Please locate every line of the records below that contains the word "instance" and copy each one out, treating uppercase and lowercase as different.

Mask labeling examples
════

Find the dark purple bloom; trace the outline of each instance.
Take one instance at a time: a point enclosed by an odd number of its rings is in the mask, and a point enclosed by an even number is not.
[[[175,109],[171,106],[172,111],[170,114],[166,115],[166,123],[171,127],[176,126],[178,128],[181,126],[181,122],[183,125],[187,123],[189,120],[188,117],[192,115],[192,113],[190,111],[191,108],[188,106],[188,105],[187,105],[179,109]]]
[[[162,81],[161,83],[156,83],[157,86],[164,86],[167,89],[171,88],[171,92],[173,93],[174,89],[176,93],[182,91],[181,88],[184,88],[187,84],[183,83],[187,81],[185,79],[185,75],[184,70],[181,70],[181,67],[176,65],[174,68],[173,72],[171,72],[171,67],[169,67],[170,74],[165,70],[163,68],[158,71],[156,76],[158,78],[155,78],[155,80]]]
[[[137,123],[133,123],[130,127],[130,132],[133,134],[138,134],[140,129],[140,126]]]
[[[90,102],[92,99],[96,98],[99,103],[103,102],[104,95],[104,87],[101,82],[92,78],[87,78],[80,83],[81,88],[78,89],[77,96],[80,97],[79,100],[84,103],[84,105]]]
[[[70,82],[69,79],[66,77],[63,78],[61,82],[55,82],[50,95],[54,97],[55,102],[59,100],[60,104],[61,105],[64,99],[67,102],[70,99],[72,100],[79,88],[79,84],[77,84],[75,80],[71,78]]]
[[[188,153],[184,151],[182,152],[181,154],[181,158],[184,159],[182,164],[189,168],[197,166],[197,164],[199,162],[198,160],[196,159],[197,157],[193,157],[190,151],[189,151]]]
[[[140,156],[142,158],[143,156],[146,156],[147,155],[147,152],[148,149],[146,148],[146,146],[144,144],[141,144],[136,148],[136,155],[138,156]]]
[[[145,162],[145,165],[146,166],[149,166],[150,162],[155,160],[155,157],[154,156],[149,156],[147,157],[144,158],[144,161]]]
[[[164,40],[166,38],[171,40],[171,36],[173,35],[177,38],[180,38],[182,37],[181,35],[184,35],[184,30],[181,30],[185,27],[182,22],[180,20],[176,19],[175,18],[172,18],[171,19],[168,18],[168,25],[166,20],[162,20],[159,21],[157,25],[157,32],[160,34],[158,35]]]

════

● **RESULT OF THIS TASK**:
Find the dark purple bloom; trace the outline of each instance.
Take one instance at a time: a point enclosed by an odd number of its rings is in the mask, and a point enclosed by an even number is not.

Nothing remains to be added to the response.